* [Given problem A] Say whether each statement agrees with the article on the dismissed charges against two IPs: (i) the charges were dismissed by RTC Judge Melani Fay Tadili; (ii) the Demurrer to Evidence was filed by the prosecution; (iii) the accused argued that the soldiers did not positively identify them. Answer yes or no for each, quoting the deciding words of the article.
* [Given problem B] Carry on the article about the dismissed charges against two IPs, starting after its final sentence.

* [Page excerpt]

Charges vs two IPs dismissed for insufficiency of evidence
- Melo Acuna
- Jul 19, 2021
- 2 min read
Case vs two IPs dismissed by Olongapo RTC Branch 97
MANILA – The Public Attorney’s Office (PAO) – Olongapo District Office reported the dismissal of cases allegedly for violating Section 4 of Republic Act No. 11479 or “Anti-Terrorism Act of 2020”. The charges leveled against IPs Japer T. Gurung and Junior U. Ramos was dismissed by RTC Judge Melani Fay Tadili.
The dismissal came from a Demurrer to Evidence filed by the Public Attorney’s Office for insufficiency of evidence.
In their Demurrer to Evidence, the accused said they were not “positively identified” by the soldiers; that the concept of profiling was merely an afterthought to have a positive identification of the accused, and, the absence of positive identification of the accused renders the arrest and the search and seizure of the seized items from them are doubtful.
The dismissal was dated July 15,2021 and was only made public today. The arguments of the accused were upheld by the Court and categorically declared that there is really no positive identification of the accused.

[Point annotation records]
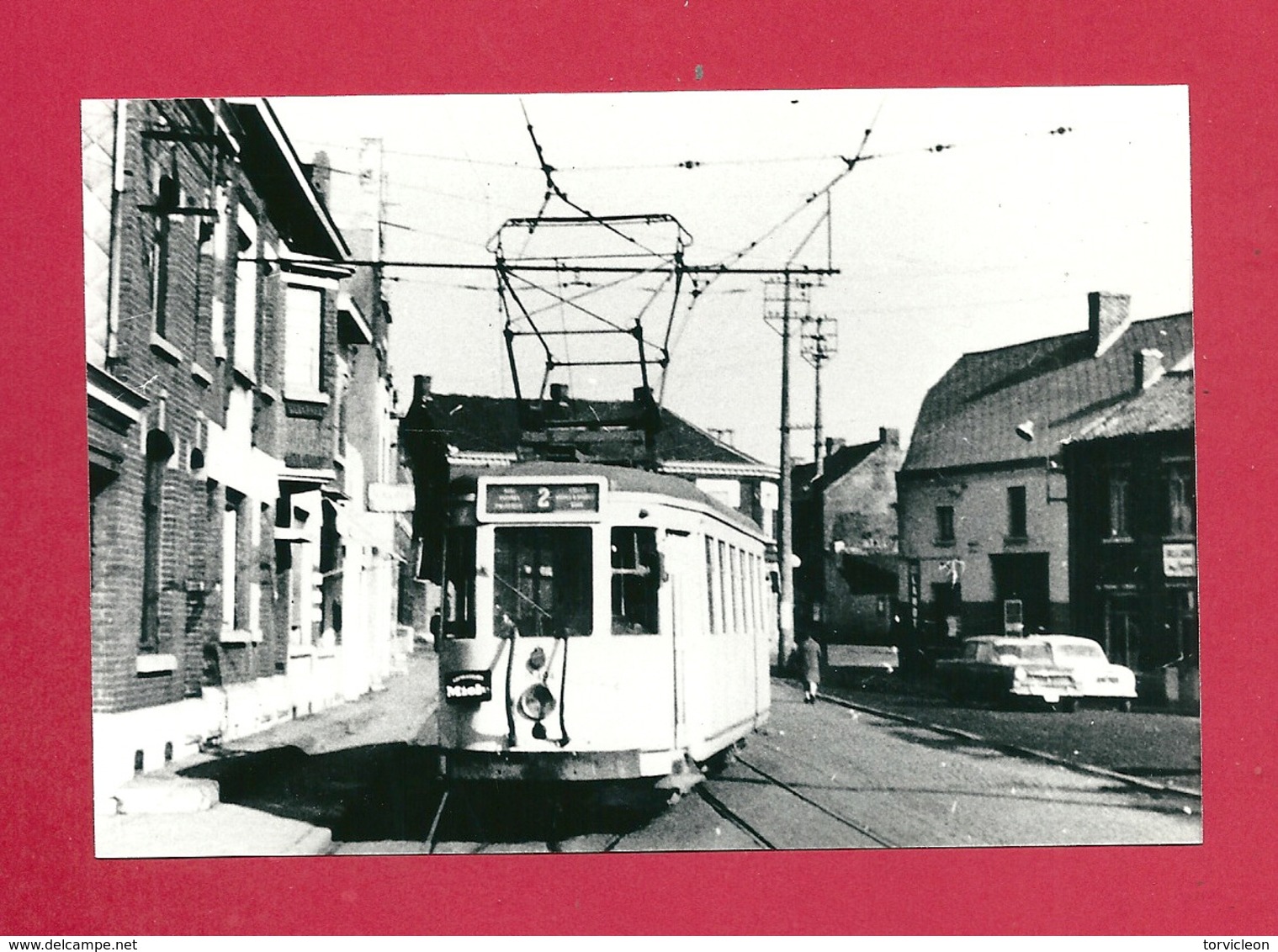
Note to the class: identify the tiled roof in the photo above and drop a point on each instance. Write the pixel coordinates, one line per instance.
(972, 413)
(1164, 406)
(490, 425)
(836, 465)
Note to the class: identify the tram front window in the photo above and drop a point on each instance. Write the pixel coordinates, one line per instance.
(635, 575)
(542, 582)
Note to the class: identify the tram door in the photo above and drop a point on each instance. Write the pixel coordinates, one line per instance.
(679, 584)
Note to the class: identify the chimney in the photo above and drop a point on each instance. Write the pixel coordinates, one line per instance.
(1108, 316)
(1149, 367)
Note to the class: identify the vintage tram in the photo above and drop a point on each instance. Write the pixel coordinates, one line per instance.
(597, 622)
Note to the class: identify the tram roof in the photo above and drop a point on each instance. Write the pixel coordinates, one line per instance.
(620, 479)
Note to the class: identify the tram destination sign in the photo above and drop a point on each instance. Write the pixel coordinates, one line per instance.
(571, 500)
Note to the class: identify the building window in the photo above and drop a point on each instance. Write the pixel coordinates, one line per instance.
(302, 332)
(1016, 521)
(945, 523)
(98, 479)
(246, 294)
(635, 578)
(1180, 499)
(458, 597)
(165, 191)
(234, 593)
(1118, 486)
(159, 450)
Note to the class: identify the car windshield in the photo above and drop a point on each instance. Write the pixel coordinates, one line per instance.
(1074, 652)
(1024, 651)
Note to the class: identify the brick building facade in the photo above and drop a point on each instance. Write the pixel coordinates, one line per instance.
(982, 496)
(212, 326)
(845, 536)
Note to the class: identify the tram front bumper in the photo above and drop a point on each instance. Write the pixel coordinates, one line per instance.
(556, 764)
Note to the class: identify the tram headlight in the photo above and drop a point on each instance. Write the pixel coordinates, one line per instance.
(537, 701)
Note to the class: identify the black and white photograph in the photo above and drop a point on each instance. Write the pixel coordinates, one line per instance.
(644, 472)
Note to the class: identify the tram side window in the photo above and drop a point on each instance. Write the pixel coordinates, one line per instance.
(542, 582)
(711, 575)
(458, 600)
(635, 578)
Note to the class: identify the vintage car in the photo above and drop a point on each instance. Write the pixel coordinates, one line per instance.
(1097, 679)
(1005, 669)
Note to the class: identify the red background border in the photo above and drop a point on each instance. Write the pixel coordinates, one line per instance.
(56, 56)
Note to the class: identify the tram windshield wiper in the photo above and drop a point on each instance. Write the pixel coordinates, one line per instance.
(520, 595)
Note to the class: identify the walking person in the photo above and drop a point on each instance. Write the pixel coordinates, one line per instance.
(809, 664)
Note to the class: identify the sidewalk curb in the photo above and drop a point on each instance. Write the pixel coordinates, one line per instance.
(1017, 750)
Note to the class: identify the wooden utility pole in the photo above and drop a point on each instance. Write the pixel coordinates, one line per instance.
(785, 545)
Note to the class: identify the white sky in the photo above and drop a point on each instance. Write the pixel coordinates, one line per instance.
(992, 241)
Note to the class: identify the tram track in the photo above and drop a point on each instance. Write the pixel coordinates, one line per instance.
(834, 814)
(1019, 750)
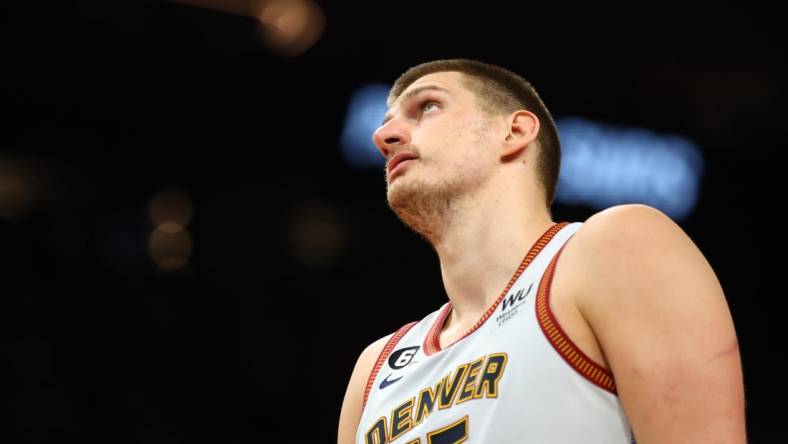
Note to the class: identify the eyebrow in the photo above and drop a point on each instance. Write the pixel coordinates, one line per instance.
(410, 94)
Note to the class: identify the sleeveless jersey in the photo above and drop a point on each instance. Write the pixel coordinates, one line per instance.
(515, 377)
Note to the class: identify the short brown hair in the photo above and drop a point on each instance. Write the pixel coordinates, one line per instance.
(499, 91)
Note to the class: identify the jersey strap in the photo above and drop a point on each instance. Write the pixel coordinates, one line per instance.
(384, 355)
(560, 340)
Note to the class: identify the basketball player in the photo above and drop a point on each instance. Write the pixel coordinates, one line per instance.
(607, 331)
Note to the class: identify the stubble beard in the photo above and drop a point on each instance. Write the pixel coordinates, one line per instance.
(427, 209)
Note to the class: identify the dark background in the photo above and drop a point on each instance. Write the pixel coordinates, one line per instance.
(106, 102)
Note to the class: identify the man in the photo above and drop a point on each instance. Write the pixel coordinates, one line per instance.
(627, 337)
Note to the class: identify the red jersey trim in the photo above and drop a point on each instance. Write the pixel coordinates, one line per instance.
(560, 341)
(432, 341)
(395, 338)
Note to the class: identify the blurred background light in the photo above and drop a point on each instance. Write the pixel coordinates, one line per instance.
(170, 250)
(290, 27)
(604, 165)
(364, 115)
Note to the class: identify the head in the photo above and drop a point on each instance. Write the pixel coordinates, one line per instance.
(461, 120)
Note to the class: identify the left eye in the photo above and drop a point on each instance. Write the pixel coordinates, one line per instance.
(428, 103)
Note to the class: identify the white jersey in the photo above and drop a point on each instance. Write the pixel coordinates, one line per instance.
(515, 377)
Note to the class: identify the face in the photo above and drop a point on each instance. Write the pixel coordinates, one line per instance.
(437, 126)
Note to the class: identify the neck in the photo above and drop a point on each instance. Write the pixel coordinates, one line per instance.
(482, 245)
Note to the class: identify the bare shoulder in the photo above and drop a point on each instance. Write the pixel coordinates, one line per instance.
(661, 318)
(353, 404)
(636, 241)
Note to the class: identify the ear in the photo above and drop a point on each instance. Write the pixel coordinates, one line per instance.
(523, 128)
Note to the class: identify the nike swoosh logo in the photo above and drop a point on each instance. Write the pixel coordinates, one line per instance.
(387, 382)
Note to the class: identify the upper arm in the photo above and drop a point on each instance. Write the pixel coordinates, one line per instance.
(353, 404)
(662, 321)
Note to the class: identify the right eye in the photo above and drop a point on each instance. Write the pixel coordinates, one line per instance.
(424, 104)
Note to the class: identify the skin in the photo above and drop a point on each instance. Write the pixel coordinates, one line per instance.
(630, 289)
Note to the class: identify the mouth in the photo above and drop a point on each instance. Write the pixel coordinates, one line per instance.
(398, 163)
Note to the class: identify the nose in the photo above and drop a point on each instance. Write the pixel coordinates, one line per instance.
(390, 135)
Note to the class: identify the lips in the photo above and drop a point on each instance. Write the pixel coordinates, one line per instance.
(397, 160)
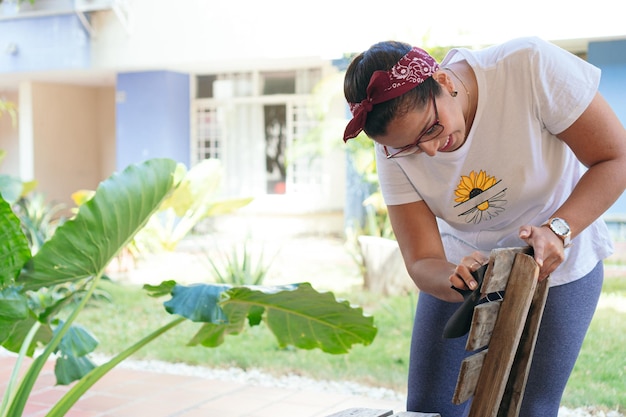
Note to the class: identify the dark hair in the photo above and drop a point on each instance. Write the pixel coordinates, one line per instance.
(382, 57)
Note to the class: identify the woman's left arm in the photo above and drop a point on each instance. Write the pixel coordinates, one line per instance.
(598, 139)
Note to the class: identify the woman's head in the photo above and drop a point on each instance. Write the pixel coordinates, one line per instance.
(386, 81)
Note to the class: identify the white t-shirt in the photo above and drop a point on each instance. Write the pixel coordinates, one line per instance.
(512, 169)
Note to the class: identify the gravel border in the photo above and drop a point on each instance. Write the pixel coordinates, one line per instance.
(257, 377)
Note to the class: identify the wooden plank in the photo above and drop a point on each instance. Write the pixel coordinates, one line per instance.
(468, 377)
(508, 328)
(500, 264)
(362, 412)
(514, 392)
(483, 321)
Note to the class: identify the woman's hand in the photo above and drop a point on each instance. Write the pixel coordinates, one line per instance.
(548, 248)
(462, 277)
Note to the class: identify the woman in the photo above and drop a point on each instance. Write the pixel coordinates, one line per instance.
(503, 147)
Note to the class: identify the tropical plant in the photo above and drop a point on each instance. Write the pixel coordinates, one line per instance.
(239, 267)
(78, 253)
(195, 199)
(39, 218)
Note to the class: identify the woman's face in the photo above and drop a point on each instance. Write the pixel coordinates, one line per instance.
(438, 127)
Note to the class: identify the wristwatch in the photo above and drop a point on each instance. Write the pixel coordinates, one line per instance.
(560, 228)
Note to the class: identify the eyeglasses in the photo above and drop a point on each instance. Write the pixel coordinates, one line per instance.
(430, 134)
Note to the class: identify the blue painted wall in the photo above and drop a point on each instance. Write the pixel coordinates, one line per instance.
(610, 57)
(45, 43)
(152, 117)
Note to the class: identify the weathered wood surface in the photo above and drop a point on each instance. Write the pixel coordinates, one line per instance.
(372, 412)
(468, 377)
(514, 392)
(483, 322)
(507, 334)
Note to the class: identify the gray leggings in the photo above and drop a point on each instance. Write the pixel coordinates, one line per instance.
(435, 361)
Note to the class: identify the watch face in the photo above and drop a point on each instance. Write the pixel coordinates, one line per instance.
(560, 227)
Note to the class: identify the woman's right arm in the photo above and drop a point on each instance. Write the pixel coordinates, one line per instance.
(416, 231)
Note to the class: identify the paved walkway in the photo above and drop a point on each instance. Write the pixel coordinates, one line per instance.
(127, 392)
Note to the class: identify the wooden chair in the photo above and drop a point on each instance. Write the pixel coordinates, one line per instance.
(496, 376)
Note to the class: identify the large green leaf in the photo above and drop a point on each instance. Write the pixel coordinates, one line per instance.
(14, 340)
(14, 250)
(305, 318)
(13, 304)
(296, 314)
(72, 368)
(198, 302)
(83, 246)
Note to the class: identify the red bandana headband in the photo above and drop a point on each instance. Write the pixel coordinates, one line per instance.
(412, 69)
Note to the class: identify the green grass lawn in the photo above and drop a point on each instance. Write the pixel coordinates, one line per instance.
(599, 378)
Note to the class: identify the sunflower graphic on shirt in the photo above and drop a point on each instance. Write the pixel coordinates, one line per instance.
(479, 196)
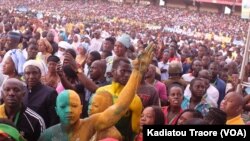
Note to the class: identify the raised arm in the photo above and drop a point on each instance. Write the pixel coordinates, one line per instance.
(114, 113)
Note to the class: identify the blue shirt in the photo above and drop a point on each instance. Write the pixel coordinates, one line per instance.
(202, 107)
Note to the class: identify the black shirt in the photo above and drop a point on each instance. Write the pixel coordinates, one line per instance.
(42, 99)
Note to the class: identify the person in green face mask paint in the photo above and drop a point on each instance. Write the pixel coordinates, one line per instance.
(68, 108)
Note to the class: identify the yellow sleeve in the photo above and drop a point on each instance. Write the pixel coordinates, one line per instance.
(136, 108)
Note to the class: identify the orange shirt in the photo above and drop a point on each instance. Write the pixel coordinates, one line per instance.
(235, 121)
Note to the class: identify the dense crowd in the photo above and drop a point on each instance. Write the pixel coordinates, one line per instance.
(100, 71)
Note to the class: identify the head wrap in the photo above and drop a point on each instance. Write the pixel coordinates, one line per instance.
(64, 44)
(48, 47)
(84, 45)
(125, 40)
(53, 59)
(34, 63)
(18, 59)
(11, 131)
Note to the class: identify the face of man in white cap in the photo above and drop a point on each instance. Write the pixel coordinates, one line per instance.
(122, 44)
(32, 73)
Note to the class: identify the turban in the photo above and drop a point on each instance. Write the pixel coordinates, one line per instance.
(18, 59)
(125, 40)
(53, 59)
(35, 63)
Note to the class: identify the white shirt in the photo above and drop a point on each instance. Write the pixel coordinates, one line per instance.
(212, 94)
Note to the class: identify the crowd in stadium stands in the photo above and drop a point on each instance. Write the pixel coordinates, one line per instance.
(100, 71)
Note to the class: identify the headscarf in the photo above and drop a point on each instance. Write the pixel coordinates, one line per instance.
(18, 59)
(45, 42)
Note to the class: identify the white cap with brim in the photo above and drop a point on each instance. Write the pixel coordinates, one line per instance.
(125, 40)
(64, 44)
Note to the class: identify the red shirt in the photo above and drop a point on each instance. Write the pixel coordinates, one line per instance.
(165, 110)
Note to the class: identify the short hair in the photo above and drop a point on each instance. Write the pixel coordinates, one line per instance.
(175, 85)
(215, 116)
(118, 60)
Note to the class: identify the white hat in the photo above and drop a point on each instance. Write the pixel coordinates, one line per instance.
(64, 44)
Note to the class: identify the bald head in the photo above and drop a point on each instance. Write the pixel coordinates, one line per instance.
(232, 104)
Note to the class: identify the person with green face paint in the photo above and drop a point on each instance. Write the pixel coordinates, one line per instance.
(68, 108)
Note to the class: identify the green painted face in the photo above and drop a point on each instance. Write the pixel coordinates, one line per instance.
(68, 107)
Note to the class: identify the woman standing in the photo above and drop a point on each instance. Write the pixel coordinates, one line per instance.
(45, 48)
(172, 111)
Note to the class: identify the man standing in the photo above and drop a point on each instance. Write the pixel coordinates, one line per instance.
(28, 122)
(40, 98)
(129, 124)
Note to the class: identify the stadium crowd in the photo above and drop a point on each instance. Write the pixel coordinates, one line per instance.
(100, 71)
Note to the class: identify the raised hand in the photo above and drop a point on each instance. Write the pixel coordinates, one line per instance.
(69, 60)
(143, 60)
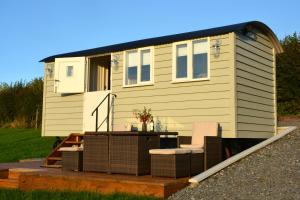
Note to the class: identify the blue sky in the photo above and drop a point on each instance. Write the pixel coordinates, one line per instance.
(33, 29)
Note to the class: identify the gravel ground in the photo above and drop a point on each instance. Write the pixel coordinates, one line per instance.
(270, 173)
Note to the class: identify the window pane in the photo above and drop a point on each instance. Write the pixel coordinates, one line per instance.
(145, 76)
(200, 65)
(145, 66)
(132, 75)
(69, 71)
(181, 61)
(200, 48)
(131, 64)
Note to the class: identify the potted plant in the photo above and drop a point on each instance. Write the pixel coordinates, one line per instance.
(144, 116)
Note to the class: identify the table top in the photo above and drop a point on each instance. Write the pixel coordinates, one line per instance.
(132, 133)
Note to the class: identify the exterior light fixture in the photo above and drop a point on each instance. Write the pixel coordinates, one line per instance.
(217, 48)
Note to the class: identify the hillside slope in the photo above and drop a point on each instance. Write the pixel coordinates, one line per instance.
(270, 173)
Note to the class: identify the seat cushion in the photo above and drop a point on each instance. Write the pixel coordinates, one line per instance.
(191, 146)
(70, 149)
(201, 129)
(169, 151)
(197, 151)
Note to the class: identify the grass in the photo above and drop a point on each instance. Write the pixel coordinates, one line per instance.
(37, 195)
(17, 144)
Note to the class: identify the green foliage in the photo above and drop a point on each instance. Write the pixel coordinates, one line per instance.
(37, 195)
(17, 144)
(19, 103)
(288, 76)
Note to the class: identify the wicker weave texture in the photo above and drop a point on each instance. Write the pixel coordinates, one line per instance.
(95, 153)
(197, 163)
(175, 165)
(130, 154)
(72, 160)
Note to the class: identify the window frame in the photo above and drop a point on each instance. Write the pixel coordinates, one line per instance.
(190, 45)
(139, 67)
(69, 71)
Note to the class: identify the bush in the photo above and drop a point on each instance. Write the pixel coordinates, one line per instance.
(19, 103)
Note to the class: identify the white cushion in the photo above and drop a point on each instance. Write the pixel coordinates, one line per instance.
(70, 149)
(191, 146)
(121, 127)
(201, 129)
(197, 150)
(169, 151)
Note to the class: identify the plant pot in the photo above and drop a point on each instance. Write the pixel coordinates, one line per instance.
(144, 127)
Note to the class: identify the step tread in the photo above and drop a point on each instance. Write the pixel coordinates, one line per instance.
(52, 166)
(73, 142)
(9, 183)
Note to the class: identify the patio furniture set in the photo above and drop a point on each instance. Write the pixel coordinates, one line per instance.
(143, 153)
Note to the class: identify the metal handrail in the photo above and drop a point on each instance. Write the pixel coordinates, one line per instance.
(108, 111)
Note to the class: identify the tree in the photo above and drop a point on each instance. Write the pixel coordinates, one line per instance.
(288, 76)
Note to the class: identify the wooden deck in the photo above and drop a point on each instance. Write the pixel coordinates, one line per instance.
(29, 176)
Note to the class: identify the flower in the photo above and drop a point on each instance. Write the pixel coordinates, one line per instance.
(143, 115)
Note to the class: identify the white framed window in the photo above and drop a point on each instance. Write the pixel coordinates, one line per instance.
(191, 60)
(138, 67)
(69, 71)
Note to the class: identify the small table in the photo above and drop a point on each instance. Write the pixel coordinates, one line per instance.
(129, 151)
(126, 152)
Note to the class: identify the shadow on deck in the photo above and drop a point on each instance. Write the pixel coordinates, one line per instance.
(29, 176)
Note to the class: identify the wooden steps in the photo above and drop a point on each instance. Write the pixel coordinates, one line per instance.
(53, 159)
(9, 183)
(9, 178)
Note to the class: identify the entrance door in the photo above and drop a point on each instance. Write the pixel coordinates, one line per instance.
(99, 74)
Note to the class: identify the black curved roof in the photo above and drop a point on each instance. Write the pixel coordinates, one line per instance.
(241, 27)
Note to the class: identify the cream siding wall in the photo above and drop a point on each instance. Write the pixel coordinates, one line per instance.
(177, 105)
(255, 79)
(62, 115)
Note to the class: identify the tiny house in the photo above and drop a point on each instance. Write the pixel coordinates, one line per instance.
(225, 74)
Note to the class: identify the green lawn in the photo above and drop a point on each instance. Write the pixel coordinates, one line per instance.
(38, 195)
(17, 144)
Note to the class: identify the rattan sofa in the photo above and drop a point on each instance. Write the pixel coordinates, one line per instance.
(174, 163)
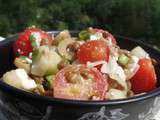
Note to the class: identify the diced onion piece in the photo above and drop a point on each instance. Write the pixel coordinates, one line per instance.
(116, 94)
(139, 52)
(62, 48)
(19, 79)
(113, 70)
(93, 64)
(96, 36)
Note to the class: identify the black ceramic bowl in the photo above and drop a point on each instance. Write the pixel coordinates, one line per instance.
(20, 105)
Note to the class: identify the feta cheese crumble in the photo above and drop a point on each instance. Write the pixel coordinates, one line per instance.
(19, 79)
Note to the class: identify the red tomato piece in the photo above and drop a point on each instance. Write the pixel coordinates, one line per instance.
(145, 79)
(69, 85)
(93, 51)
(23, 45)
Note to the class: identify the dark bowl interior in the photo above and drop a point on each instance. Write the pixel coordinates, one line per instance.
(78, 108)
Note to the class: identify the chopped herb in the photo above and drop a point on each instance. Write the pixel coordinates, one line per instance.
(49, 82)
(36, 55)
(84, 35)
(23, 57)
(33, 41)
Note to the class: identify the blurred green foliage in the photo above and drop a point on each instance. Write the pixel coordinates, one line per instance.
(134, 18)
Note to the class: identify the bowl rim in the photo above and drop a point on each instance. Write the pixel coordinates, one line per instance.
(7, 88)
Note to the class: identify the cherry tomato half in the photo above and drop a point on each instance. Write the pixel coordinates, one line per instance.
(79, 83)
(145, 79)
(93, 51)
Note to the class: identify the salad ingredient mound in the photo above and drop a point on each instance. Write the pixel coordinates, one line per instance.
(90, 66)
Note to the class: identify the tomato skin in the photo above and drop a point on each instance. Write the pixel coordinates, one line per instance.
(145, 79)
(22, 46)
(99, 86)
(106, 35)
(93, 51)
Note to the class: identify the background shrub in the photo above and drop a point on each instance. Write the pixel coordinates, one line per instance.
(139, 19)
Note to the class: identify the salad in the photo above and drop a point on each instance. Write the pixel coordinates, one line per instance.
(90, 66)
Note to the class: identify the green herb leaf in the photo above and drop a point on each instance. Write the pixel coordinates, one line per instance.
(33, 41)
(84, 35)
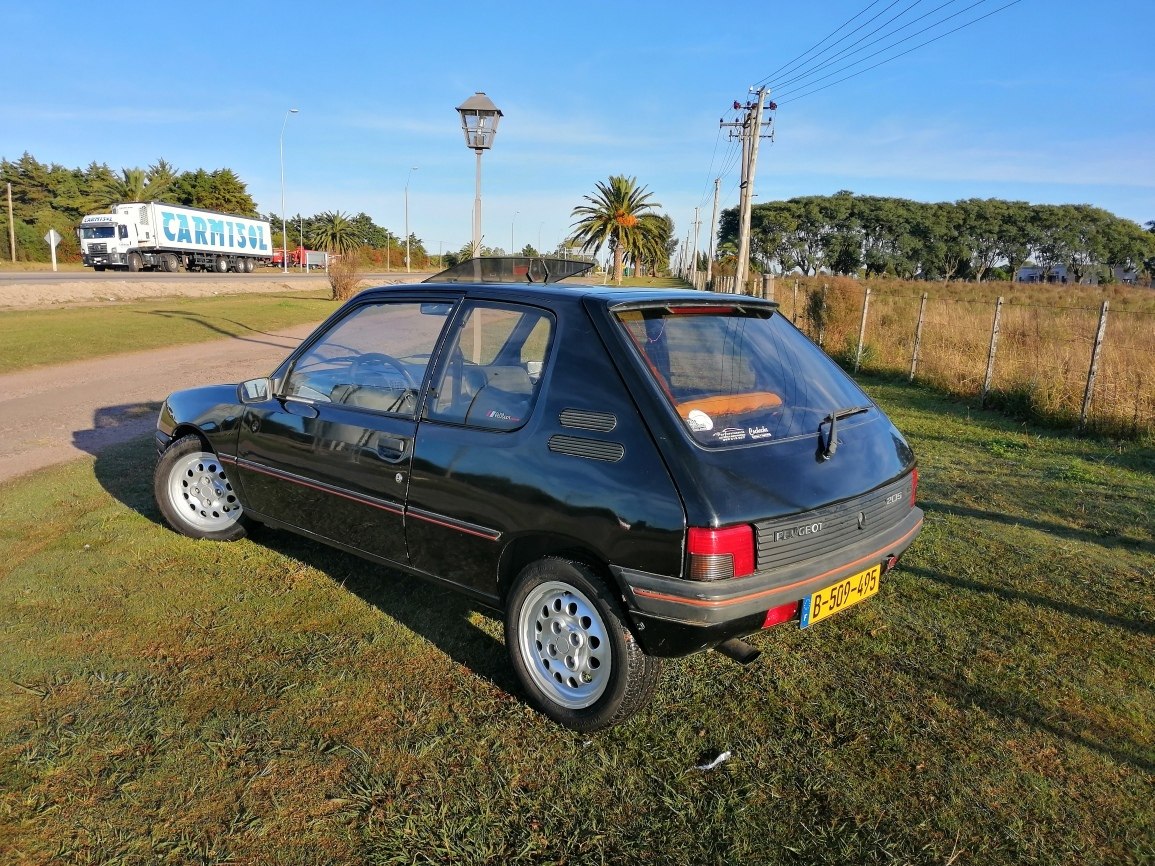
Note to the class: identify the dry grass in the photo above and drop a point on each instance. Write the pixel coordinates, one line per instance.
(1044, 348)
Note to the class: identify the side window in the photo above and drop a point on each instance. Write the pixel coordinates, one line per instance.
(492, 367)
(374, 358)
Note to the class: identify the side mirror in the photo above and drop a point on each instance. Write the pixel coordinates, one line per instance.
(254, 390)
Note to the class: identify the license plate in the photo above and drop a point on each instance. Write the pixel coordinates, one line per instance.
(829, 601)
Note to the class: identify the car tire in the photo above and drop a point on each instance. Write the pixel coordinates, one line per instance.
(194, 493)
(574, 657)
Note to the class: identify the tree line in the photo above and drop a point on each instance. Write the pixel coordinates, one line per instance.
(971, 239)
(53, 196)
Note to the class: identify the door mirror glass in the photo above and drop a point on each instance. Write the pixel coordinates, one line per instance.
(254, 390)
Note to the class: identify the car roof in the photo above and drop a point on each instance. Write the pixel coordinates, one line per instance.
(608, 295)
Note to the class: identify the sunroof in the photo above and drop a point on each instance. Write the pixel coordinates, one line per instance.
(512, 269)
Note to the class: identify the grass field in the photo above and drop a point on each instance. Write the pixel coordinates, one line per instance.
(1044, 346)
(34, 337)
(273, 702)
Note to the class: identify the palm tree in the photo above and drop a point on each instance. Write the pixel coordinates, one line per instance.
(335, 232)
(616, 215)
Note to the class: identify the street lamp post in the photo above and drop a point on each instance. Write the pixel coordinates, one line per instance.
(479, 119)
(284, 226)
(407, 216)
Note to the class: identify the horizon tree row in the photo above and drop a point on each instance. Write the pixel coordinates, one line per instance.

* [Result A]
(i) Yes: "was dismissed by RTC Judge Melani Fay Tadili"
(ii) No: "filed by the Public Attorney’s Office"
(iii) Yes: "the accused said they were not “positively identified” by the soldiers"

* [Result B]
The decision declared there was no lawful arrest of the accused.
“Thus, the warrantless search on the accused in invalid. Consequently, the shotgun ammunition, grenade, 7.622 ammunition and instruments used for detonation seized from the accused are rendered inadmissible under the exclusionary principle in Article III, Section 3(2) of the Constitution. Considering that there is no more evidence to support the conviction of the accused, the case for violation of R. A. No. 10951 or the ‘Comprehensive Firearms and Ammunition Regulation Act’ and P. D. No. 1866 as amended by R. A. 9156 against them must be dismissed,” part of the Court’s decision read.
Meanwhile, the National Union of People’s Lawyers (NUPL) which acted as first lawyers for the accused, said they are happy for the two Indigenous Peoples who were unjustly charged with frivolous and worse, trumped-up charges.
“That they have to undergo horrible and unimaginable torture, - which remains undisputed to this day - and made pawns by the very State that put them in jail in the first place and whose self-righteous agents even brazenly committed possibly unethical conduct to snatch them away from their original counsel to defuse the focus on the patent injustice on them, is an indelible mark that is irreparable. Their rightful acquittal is well-deserved even as they had to go through the ordeal for some time,” the NUPL statement said. (Melo M. Acuña)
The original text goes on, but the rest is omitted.